Task instructions — Reproduce word for word, from the entries below, the line with "the person holding", the line with "the firefighter helmet", and every line between them, and nothing more.

Source data —
.....
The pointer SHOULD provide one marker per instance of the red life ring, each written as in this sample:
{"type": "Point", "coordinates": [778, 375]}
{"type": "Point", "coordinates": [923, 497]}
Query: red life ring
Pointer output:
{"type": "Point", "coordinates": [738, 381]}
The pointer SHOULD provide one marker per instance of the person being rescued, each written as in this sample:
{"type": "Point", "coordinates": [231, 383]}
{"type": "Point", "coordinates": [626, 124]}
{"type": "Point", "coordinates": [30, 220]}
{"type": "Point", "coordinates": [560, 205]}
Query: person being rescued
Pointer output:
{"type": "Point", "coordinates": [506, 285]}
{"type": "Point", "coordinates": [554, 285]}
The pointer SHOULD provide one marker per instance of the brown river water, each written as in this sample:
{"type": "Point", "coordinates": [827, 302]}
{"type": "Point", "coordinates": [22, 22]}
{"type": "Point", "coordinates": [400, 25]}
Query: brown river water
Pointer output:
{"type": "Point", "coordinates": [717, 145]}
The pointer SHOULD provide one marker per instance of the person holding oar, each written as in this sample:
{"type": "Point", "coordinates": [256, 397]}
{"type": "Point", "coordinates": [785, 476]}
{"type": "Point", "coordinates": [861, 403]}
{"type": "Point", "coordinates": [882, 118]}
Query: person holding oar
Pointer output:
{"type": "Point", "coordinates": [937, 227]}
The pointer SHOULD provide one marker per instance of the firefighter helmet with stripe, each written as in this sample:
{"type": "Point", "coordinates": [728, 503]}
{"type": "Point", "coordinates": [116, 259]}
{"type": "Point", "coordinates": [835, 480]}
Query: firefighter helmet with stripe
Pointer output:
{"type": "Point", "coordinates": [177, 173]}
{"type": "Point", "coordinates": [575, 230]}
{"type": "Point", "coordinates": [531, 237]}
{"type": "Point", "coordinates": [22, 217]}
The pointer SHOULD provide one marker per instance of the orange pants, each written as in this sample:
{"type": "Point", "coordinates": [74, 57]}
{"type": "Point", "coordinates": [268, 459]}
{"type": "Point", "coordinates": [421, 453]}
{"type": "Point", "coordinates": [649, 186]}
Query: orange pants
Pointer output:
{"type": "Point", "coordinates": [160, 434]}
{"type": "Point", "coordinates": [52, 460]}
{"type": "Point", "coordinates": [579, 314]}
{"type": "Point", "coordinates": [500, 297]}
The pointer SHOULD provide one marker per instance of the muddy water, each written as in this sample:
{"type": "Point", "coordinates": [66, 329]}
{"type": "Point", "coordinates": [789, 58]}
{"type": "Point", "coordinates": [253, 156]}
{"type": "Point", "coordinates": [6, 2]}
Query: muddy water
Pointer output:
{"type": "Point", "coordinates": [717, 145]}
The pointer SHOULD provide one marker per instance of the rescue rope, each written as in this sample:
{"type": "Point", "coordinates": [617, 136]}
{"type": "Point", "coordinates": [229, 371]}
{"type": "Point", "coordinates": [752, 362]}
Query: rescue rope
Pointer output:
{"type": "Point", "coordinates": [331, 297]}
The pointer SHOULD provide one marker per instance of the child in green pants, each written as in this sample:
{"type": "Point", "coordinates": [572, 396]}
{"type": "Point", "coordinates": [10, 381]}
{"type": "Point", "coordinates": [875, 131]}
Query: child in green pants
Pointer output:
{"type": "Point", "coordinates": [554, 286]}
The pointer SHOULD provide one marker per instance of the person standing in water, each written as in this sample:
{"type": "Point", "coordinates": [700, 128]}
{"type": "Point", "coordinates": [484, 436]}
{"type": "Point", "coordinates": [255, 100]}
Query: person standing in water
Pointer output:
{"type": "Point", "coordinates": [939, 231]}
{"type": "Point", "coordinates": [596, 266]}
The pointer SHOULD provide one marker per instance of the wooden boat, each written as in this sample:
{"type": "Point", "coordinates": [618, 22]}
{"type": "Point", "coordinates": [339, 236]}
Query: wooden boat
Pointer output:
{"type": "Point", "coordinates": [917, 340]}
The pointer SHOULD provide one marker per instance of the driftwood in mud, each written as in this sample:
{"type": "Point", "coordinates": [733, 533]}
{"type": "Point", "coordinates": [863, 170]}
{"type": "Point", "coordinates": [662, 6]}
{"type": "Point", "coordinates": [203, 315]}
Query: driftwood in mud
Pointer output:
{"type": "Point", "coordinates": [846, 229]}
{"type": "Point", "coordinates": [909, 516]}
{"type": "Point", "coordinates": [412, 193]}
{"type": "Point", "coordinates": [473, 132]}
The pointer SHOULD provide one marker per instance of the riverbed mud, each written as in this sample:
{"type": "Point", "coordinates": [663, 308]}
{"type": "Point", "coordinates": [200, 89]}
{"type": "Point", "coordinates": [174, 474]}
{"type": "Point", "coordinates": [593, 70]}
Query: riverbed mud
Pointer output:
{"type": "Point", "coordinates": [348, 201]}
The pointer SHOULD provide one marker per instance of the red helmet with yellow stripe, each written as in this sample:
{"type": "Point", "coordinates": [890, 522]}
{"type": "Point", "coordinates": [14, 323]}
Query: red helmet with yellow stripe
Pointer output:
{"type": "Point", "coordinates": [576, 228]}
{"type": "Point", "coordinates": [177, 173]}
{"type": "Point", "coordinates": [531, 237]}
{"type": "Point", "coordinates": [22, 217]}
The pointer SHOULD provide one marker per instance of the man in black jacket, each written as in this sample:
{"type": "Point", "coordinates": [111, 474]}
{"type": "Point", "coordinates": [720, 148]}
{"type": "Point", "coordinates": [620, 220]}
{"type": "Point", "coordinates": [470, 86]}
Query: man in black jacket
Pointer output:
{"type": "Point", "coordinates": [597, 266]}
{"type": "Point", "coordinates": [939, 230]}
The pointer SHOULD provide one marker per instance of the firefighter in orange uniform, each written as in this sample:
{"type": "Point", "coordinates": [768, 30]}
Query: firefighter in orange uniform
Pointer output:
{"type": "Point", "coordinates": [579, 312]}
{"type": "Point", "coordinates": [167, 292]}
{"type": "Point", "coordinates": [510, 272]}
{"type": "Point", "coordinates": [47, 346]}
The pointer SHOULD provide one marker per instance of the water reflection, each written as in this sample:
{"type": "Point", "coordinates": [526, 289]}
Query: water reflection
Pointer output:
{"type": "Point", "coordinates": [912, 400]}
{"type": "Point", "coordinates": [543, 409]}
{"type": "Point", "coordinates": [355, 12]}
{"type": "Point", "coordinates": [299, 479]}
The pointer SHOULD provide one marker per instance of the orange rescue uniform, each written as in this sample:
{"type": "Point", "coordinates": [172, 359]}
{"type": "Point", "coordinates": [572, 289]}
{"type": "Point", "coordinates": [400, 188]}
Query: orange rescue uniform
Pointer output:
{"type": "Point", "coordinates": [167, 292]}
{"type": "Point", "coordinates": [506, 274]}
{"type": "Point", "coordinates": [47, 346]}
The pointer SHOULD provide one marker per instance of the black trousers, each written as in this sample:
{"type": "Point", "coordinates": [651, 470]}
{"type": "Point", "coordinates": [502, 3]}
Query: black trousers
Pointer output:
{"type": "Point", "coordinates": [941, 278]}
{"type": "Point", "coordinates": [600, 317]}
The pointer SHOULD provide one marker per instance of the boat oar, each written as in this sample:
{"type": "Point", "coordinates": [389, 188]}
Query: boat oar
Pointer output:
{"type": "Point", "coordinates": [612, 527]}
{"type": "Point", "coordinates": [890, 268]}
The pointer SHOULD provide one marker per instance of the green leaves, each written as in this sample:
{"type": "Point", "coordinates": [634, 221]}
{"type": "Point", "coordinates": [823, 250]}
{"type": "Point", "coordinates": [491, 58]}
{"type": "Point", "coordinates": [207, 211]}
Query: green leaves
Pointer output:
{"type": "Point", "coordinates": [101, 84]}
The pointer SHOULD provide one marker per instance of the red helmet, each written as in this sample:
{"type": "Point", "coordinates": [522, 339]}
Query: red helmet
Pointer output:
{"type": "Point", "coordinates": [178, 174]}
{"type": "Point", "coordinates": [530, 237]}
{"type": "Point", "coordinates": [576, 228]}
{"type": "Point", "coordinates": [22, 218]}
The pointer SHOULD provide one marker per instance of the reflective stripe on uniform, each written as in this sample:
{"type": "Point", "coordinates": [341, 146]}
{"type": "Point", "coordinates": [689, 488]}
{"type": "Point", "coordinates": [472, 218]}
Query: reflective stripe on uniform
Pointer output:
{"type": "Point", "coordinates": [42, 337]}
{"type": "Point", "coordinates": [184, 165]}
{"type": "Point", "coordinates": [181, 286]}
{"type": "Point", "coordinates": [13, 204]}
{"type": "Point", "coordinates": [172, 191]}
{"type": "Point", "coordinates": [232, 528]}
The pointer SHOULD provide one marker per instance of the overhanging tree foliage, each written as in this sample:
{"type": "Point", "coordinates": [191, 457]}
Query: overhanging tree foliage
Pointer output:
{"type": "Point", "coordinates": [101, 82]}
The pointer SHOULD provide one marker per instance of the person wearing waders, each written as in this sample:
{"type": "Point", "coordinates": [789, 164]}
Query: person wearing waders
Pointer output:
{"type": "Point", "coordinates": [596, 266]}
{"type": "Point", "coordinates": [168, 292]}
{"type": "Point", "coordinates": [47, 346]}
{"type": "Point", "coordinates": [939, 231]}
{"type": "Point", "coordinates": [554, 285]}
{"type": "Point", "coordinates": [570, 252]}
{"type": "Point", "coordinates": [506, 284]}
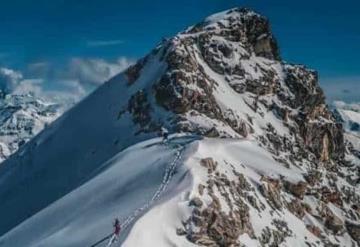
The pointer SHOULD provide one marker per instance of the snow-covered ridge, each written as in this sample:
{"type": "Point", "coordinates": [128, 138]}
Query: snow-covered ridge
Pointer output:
{"type": "Point", "coordinates": [21, 118]}
{"type": "Point", "coordinates": [271, 169]}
.....
Your response —
The pointer SHOULD provide one marker per instance of the person holding oar, each written as in this sample:
{"type": "Point", "coordinates": [256, 397]}
{"type": "Point", "coordinates": [785, 476]}
{"type": "Point", "coordinates": [861, 403]}
{"type": "Point", "coordinates": [882, 118]}
Query: person holding oar
Pointer output:
{"type": "Point", "coordinates": [937, 227]}
The pointer SHOULD provide one marker per instance of the firefighter helmet with stripe, each written as in this sample:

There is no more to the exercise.